**Problem details**
Render every line of the records below as a JSON list of strings, one string per line, omitting blank lines and leaving out the pictures.
--- Start Input rows ---
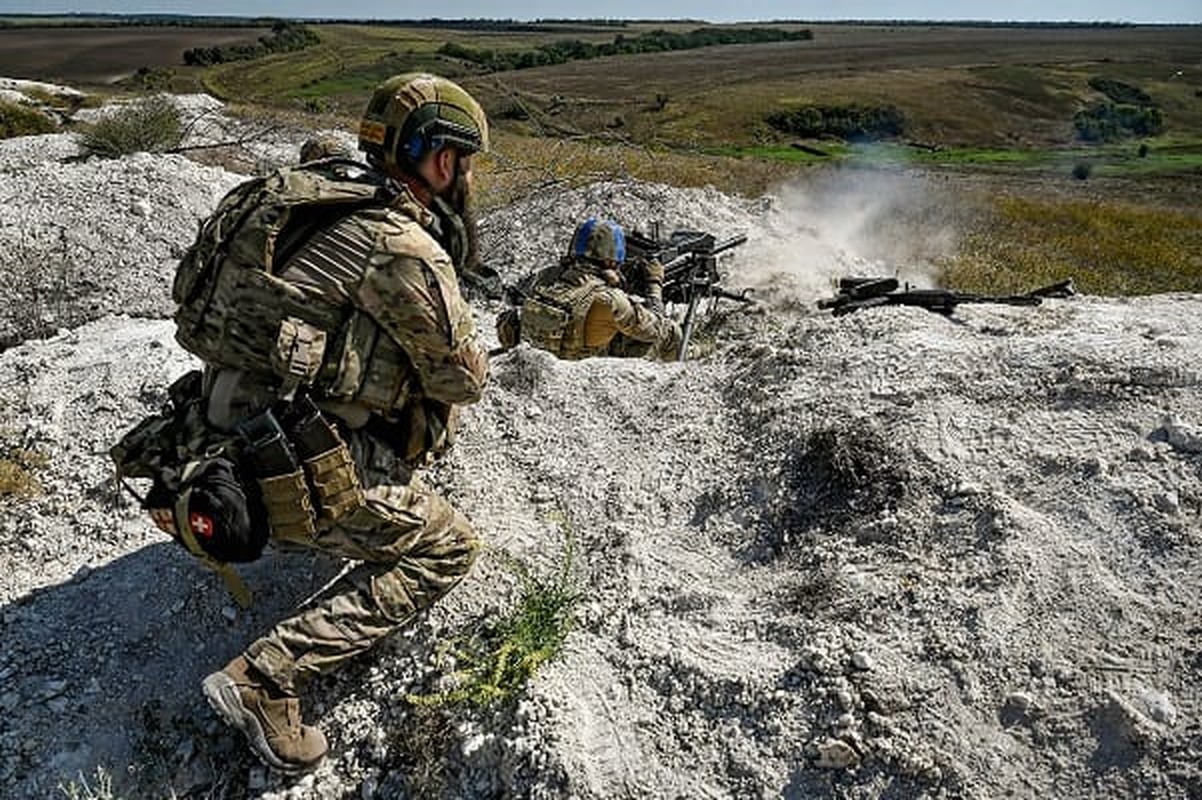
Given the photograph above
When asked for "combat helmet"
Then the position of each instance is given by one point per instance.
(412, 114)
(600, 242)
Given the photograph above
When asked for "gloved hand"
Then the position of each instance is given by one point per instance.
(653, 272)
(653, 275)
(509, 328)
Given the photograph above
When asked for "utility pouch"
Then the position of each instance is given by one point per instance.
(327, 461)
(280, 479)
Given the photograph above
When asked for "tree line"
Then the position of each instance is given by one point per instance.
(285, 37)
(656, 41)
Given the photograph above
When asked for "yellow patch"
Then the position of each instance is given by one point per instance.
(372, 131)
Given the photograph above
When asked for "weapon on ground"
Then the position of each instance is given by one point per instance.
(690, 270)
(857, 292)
--- End Input rows ---
**Correct result**
[
  "Given the photograph above",
  "When asked for \"combat helmet\"",
  "Then the position of each instance is given by one point per instance.",
  "(412, 114)",
  "(600, 242)",
  "Given the photograph above",
  "When asked for \"gloved hand\"",
  "Then the position of each instance is given by one point per instance.",
  "(653, 272)",
  "(653, 275)",
  "(509, 328)",
  "Given the photograph above",
  "When asked for \"utility pouch\"",
  "Then the position of each instance is given by one point per instance.",
  "(327, 461)",
  "(280, 479)",
  "Given the photograph above",
  "When asked for \"tree line\"",
  "Then the position of each instance is given by one point per instance.",
  "(285, 37)",
  "(656, 41)",
  "Given the photograph above",
  "When asked for \"yellow patch\"",
  "Then the position of each instance is given by one point per instance.",
  "(372, 131)",
  "Given the photograph above",
  "When asked for \"weapon on ground\"",
  "Then the position of each instance is given by one point per instance.",
  "(690, 270)",
  "(857, 292)"
]